start Given entries
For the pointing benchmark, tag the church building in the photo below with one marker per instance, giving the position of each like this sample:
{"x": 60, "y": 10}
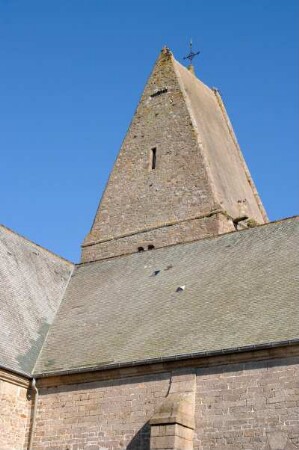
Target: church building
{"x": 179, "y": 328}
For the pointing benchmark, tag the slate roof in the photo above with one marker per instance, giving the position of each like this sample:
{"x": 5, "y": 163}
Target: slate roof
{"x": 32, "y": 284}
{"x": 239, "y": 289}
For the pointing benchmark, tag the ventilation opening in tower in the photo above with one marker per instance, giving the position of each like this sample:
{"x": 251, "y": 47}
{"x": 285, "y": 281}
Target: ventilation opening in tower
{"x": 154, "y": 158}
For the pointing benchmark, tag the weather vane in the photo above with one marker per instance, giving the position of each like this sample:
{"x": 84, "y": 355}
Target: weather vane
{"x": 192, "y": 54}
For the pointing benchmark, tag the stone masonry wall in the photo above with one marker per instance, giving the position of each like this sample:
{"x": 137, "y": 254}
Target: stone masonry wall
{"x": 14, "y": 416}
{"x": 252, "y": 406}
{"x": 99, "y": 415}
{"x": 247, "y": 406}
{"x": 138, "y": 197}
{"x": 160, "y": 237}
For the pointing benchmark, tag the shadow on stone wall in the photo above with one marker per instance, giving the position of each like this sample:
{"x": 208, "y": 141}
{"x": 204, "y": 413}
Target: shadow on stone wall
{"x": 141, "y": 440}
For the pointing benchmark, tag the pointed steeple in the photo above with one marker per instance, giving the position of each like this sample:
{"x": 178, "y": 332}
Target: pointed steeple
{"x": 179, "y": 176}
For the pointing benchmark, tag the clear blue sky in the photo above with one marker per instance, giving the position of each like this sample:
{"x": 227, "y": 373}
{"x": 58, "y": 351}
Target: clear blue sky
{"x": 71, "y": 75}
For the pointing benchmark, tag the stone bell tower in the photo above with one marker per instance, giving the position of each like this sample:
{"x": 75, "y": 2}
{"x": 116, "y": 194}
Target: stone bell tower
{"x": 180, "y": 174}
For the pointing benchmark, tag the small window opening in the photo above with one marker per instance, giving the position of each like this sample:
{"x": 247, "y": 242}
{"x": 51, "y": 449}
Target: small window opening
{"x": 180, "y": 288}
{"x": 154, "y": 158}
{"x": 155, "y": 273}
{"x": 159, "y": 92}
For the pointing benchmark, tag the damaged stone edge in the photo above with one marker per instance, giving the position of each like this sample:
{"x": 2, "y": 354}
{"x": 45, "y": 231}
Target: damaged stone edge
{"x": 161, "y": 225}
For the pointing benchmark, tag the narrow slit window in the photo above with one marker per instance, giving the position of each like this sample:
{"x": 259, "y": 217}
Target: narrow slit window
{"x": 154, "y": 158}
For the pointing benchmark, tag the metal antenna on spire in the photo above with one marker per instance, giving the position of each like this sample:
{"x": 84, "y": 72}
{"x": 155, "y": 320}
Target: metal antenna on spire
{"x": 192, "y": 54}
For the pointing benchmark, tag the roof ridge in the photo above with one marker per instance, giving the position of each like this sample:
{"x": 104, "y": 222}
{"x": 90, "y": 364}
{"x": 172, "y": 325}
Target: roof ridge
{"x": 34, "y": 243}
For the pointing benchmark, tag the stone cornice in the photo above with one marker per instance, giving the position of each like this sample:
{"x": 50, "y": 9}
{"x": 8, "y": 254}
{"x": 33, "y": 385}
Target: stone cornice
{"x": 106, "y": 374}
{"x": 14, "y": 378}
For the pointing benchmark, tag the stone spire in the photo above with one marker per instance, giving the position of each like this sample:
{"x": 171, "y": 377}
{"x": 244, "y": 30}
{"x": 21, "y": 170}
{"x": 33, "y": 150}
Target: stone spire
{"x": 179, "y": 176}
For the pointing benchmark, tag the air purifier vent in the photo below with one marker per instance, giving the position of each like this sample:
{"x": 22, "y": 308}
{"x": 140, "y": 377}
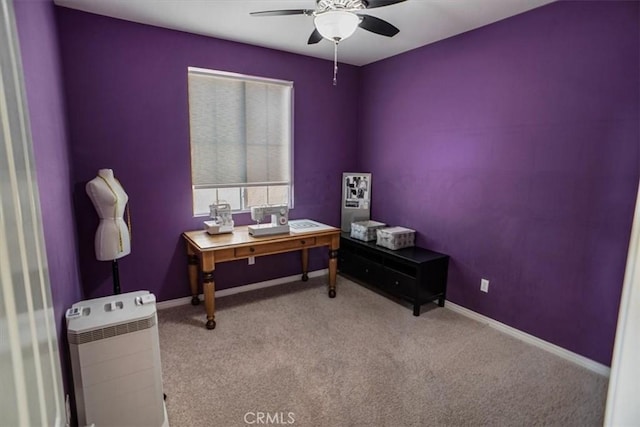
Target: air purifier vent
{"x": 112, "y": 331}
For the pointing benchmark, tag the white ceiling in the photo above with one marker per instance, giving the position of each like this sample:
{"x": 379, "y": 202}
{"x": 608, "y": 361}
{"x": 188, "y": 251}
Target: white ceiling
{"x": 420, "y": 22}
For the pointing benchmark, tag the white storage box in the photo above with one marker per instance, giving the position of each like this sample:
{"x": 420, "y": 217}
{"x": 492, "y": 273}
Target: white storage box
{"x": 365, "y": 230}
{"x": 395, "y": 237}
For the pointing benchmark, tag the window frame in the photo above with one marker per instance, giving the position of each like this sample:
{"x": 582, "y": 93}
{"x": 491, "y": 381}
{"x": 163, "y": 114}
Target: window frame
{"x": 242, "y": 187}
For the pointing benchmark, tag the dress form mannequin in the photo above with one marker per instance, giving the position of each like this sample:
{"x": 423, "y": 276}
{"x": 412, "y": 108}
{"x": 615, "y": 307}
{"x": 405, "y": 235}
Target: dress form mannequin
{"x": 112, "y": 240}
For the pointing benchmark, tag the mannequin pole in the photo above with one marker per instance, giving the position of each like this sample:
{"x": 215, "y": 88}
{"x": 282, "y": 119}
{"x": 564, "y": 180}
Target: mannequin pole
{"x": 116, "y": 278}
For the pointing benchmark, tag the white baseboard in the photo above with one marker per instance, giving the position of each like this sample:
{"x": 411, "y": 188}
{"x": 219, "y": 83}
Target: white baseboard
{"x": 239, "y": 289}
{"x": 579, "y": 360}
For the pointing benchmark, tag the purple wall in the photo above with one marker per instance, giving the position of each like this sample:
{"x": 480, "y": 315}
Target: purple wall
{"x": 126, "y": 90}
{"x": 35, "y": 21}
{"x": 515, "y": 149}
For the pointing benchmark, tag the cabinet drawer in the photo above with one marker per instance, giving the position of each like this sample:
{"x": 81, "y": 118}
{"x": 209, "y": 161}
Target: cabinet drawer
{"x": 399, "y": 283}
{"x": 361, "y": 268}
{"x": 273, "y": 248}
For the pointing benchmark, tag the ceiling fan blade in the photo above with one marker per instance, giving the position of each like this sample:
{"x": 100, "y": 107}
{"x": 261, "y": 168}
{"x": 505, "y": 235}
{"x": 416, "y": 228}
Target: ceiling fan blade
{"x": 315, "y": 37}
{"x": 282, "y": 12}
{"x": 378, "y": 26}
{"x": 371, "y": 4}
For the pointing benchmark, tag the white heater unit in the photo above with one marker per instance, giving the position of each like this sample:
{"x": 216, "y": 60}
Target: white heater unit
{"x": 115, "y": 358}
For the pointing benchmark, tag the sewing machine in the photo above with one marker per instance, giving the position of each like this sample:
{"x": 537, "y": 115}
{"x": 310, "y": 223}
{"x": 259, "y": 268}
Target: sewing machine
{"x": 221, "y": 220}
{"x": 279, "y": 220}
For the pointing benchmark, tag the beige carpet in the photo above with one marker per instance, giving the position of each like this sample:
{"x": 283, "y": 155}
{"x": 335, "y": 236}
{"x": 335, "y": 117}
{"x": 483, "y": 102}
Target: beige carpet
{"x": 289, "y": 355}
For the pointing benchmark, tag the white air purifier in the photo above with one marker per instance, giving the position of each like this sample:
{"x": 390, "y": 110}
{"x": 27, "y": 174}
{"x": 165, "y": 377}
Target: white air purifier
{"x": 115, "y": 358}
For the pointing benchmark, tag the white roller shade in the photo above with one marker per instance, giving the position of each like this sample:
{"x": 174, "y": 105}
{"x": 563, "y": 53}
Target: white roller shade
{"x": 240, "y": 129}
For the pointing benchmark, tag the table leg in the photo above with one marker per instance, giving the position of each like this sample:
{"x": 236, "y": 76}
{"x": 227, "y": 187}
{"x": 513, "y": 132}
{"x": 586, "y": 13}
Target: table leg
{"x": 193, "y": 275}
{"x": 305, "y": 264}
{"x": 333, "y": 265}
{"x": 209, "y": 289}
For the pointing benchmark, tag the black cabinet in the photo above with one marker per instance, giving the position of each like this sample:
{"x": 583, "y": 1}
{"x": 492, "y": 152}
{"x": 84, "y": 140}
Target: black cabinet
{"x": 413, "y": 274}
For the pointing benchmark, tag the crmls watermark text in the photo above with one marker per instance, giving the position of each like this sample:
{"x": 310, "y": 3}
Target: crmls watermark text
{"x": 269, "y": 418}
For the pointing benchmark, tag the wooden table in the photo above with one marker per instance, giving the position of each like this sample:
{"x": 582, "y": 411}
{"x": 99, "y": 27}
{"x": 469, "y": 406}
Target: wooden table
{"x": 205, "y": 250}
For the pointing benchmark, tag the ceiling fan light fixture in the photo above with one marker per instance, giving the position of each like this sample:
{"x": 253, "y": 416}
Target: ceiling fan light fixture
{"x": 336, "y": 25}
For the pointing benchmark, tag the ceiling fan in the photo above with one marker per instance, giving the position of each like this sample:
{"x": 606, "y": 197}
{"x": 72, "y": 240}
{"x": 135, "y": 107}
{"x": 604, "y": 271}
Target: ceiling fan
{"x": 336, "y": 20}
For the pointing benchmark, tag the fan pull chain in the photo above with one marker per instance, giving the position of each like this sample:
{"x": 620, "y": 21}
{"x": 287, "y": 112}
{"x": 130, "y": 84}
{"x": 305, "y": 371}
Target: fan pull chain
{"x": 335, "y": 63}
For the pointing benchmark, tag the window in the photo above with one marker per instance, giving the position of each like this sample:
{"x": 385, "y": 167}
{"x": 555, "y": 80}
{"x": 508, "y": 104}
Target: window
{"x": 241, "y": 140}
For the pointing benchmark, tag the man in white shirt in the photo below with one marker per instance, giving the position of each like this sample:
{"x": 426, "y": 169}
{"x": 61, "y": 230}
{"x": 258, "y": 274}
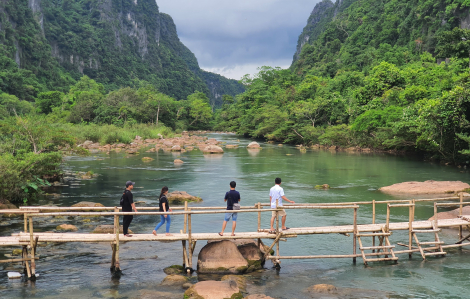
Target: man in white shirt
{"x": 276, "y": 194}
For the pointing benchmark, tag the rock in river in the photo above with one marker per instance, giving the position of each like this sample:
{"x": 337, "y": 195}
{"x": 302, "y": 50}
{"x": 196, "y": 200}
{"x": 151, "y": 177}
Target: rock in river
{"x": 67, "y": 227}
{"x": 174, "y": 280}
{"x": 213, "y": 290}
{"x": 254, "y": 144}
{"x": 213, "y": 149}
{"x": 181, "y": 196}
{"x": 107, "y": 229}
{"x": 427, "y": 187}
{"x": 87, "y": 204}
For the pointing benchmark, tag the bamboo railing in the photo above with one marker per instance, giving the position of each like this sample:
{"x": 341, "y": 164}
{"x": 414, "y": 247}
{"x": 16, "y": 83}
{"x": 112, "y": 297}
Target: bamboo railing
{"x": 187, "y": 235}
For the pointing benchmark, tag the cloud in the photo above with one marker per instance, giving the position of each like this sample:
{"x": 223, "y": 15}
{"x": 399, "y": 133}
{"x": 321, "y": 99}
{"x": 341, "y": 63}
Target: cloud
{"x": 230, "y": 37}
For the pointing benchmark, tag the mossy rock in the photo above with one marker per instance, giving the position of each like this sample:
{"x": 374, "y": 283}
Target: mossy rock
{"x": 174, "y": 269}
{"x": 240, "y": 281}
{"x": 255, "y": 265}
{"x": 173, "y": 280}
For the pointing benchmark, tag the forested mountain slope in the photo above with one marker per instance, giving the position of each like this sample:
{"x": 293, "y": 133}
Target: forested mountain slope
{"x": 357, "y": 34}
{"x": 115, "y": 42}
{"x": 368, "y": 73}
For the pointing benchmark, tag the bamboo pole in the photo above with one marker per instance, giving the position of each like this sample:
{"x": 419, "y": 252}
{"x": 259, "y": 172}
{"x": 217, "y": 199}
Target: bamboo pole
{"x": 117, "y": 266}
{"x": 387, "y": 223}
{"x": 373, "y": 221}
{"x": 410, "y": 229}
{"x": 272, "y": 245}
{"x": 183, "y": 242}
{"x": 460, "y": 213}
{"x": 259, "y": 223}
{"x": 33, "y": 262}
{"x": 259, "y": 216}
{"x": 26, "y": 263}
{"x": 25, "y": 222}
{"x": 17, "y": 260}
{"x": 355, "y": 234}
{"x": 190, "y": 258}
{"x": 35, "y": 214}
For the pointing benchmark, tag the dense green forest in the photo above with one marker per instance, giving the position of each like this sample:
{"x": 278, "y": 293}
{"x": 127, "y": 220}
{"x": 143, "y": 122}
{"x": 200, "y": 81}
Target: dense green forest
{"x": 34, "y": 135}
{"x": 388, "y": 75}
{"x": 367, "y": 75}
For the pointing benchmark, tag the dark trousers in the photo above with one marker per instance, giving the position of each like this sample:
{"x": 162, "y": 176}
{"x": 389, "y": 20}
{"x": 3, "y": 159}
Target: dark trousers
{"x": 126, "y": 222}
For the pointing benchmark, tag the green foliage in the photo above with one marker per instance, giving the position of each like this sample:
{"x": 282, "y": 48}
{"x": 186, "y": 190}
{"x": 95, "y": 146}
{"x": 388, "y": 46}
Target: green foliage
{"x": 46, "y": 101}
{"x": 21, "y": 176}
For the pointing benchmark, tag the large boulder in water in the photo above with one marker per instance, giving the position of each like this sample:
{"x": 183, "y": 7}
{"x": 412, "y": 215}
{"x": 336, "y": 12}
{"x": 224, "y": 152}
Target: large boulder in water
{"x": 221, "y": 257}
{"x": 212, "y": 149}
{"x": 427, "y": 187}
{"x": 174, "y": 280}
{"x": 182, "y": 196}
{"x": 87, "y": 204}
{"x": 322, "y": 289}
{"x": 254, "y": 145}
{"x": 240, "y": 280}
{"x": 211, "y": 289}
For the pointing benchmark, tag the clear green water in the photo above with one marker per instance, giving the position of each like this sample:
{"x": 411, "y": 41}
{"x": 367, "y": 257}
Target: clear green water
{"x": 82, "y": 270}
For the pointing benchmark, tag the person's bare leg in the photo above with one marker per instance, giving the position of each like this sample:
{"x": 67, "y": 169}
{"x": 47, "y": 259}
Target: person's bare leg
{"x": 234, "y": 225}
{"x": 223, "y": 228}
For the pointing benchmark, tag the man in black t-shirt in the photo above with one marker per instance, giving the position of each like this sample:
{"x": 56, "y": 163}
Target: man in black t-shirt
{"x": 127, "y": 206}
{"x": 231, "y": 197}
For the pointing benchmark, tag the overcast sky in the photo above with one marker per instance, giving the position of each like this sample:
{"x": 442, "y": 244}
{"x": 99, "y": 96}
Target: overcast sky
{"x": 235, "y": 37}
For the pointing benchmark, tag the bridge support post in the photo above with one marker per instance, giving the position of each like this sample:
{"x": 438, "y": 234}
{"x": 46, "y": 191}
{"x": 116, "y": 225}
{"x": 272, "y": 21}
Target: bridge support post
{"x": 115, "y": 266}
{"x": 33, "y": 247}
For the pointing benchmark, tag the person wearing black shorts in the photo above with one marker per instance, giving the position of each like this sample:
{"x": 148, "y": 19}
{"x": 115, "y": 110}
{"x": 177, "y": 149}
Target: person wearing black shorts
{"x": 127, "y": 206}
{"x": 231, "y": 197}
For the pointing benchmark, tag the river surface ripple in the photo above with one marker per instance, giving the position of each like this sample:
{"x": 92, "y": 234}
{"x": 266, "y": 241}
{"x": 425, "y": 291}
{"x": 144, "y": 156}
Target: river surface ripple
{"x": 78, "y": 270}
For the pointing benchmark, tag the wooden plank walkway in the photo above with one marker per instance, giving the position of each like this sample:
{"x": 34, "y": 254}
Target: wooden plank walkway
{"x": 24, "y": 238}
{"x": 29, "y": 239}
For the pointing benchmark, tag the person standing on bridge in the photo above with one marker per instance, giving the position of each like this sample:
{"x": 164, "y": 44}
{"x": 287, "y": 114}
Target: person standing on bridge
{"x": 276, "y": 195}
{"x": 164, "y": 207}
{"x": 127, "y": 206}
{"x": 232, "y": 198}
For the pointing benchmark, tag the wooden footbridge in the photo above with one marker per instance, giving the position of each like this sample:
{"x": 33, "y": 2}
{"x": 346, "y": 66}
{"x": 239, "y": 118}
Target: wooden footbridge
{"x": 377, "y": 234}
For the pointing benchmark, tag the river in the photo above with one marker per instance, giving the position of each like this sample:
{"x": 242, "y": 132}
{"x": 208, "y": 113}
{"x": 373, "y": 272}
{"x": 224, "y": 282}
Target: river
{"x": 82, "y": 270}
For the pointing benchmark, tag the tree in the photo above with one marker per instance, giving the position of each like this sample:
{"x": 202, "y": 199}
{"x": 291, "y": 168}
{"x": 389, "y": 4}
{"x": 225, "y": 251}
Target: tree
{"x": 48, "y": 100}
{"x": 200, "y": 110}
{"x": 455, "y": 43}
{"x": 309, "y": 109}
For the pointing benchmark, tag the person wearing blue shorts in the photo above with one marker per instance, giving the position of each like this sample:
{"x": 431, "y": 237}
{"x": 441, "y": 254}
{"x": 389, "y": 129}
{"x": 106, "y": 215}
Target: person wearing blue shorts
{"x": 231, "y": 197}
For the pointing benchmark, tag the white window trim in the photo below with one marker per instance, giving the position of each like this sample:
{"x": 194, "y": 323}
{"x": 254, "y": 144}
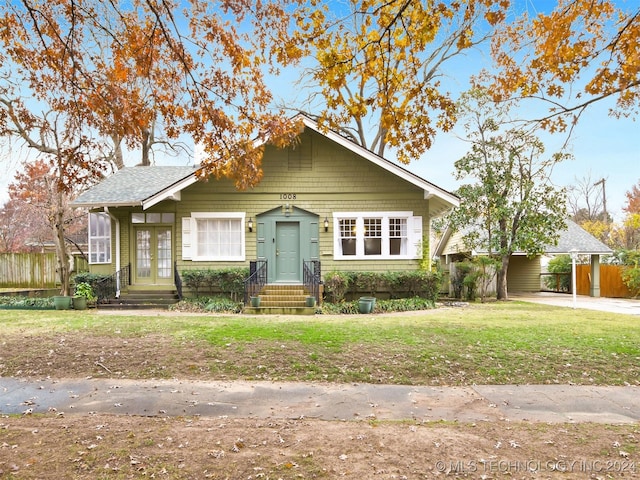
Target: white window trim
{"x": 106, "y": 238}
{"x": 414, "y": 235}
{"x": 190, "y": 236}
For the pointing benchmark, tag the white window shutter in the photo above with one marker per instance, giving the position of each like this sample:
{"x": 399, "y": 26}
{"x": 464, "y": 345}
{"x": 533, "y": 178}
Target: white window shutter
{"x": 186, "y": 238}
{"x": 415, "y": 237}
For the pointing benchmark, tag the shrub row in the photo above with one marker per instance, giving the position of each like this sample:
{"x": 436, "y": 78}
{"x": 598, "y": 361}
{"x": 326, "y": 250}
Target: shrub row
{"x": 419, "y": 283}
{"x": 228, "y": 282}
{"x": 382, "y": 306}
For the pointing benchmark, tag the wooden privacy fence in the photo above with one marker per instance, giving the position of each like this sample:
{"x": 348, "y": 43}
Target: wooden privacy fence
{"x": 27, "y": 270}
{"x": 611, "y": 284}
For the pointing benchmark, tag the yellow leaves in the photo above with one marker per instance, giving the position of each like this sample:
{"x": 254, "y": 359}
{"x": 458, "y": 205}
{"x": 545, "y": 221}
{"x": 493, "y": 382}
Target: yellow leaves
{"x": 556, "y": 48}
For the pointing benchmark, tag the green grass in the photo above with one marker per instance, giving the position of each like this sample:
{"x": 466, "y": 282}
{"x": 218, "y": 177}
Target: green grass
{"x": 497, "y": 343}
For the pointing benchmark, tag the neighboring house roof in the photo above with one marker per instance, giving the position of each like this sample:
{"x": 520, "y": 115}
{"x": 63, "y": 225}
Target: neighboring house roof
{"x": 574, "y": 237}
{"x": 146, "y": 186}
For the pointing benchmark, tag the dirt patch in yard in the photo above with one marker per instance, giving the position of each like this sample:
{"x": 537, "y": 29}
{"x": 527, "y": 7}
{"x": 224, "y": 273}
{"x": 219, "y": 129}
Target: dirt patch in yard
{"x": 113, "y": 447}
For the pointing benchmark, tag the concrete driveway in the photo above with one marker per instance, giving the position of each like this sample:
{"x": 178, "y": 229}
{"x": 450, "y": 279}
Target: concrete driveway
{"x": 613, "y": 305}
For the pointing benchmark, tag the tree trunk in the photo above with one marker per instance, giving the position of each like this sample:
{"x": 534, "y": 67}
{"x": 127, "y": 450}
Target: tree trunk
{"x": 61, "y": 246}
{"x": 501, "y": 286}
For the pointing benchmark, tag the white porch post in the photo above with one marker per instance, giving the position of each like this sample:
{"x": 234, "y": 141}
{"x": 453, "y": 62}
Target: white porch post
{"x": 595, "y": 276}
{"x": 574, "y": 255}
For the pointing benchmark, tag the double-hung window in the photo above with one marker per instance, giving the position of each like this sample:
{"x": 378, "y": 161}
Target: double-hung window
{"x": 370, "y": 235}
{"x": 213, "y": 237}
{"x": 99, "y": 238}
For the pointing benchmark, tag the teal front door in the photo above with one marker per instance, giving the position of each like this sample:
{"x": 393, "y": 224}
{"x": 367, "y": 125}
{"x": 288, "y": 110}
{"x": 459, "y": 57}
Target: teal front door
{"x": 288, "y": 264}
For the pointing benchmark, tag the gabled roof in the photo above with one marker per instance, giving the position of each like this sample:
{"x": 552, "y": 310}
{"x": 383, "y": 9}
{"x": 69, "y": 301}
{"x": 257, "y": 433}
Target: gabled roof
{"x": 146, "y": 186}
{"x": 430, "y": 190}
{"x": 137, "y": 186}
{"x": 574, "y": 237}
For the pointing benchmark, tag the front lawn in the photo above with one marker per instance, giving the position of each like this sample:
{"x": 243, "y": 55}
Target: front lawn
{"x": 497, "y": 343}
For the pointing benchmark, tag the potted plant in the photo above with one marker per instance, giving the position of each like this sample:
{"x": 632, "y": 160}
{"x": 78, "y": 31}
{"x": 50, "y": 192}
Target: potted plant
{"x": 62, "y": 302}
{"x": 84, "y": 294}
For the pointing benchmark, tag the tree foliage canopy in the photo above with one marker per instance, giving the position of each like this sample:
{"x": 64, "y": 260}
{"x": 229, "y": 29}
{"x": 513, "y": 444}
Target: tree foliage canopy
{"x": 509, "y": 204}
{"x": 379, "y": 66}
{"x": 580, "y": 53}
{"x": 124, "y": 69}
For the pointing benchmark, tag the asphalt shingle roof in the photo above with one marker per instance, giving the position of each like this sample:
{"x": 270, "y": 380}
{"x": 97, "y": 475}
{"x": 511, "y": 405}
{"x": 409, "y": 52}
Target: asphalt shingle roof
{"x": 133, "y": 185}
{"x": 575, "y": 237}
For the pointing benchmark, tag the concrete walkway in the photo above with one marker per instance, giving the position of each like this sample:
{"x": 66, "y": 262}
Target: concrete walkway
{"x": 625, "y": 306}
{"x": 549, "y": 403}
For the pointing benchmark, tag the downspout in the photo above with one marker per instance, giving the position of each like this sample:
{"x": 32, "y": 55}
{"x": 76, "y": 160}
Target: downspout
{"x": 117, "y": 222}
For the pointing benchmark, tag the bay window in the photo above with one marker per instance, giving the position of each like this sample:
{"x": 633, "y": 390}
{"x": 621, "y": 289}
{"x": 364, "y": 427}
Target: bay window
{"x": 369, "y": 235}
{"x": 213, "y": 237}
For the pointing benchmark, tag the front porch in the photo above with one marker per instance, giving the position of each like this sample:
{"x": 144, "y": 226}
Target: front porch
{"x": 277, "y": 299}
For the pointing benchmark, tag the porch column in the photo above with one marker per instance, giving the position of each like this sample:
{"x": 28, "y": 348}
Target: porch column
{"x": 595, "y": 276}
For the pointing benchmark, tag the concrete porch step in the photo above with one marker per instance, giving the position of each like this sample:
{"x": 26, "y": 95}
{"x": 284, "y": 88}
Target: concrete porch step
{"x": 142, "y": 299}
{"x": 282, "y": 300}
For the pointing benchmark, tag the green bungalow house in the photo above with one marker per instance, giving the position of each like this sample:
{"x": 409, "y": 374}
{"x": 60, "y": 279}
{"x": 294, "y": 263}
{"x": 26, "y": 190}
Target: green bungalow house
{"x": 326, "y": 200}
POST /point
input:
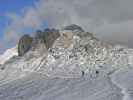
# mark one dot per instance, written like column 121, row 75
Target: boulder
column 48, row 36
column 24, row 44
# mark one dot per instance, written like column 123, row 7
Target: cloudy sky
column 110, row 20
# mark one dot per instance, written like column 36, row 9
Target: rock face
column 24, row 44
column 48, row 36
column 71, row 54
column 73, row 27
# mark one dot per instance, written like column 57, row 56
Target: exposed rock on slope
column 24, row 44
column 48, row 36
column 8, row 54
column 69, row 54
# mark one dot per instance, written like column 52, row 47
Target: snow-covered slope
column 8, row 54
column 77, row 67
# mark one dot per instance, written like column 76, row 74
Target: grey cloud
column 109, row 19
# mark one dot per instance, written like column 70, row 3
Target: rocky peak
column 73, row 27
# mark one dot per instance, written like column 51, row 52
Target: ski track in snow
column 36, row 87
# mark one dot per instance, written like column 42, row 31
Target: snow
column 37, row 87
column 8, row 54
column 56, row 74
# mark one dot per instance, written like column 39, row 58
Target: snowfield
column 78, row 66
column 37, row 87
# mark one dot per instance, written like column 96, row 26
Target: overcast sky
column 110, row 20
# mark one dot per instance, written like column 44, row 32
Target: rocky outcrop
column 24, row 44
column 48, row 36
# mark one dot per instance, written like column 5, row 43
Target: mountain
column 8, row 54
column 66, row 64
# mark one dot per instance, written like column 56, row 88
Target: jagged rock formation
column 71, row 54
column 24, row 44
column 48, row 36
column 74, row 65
end Given entries
What you should do: Exactly repeat the lines from the line that contains "# mark one dot per instance, written like column 52, row" to the end of the entries, both included, and leave out all other lines.

Completed task:
# mark one dot per instance, written like column 52, row 47
Target: snow-covered slope
column 8, row 54
column 77, row 67
# mark one dot per instance, written like column 76, row 74
Target: grey cloud
column 109, row 19
# mark one dot per instance, written like column 70, row 3
Target: rocky peak
column 73, row 27
# mark one dot per instance, written like column 51, row 52
Target: ski track in snow
column 36, row 87
# mark one dot per instance, written like column 42, row 31
Target: snow
column 37, row 87
column 8, row 54
column 56, row 74
# mark one dot per instance, written like column 39, row 58
Target: snowfield
column 78, row 66
column 37, row 87
# mark one dot per instance, written like column 96, row 26
Target: overcast sky
column 110, row 20
# mark one dot per instance, written like column 44, row 32
Target: rocky outcrop
column 24, row 44
column 48, row 36
# mark one dot per instance, written like column 5, row 43
Target: mountain
column 8, row 54
column 66, row 64
# mark one dot per instance, written like column 56, row 88
Target: jagged rock formation
column 71, row 54
column 24, row 44
column 48, row 36
column 74, row 65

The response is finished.